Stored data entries
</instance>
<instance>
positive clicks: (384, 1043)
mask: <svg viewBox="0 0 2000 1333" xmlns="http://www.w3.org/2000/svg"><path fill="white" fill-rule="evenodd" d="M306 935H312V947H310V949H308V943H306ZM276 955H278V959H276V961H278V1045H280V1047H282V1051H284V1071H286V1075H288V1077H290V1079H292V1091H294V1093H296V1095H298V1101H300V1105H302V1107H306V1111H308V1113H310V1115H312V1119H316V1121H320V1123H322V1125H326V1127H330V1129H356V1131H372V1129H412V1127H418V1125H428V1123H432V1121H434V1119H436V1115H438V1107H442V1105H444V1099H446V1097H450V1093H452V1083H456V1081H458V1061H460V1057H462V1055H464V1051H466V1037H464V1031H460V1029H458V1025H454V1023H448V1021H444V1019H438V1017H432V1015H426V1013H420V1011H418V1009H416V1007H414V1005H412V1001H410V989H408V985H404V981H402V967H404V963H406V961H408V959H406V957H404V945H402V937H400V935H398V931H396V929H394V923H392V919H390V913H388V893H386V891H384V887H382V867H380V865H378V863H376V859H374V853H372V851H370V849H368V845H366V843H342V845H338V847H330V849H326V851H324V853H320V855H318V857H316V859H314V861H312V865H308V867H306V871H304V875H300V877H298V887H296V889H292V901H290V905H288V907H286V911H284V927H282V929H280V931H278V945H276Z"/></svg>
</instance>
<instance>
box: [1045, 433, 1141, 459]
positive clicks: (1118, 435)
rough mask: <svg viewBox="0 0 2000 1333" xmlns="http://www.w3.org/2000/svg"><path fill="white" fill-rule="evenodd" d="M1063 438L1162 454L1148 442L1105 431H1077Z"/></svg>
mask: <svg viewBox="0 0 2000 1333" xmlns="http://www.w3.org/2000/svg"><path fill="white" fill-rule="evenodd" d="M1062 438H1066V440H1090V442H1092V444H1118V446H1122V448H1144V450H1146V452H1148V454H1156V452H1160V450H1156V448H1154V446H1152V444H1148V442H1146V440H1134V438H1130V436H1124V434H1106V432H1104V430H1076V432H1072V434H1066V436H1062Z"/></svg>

YOUR GOAL:
Please output all of the entries without changing a single character.

WRITTEN RESPONSE:
</instance>
<instance>
positive clicks: (384, 1043)
mask: <svg viewBox="0 0 2000 1333" xmlns="http://www.w3.org/2000/svg"><path fill="white" fill-rule="evenodd" d="M306 935H312V947H310V949H308V943H306ZM276 955H278V959H276V961H278V1045H280V1047H282V1051H284V1071H286V1075H288V1077H290V1079H292V1091H294V1093H296V1095H298V1101H300V1105H302V1107H306V1111H308V1113H310V1115H312V1119H316V1121H320V1123H322V1125H326V1127H330V1129H356V1131H372V1129H412V1127H418V1125H428V1123H432V1121H434V1119H436V1115H438V1107H442V1105H444V1099H446V1097H450V1093H452V1083H456V1081H458V1061H460V1057H462V1055H464V1051H466V1037H464V1031H460V1029H458V1025H454V1023H448V1021H444V1019H438V1017H432V1015H426V1013H420V1011H418V1009H416V1007H414V1005H412V1001H410V989H408V985H404V981H402V967H404V963H406V961H408V959H406V957H404V945H402V937H400V935H398V931H396V929H394V923H392V919H390V913H388V893H386V891H384V887H382V867H380V865H378V863H376V859H374V853H372V851H370V849H368V845H366V843H342V845H338V847H330V849H326V851H324V853H320V855H318V857H316V859H314V861H312V865H308V867H306V871H304V875H300V877H298V887H296V889H292V901H290V905H288V907H286V911H284V927H282V929H280V931H278V945H276Z"/></svg>
</instance>
<instance>
box: [1045, 433, 1141, 459]
positive clicks: (1118, 435)
rough mask: <svg viewBox="0 0 2000 1333" xmlns="http://www.w3.org/2000/svg"><path fill="white" fill-rule="evenodd" d="M1063 438L1162 454L1148 442L1105 431H1077Z"/></svg>
mask: <svg viewBox="0 0 2000 1333" xmlns="http://www.w3.org/2000/svg"><path fill="white" fill-rule="evenodd" d="M1062 438H1066V440H1090V442H1092V444H1118V446H1122V448H1144V450H1146V452H1148V454H1156V452H1160V450H1156V448H1154V446H1152V444H1148V442H1146V440H1134V438H1130V436H1124V434H1106V432H1104V430H1076V432H1072V434H1066V436H1062Z"/></svg>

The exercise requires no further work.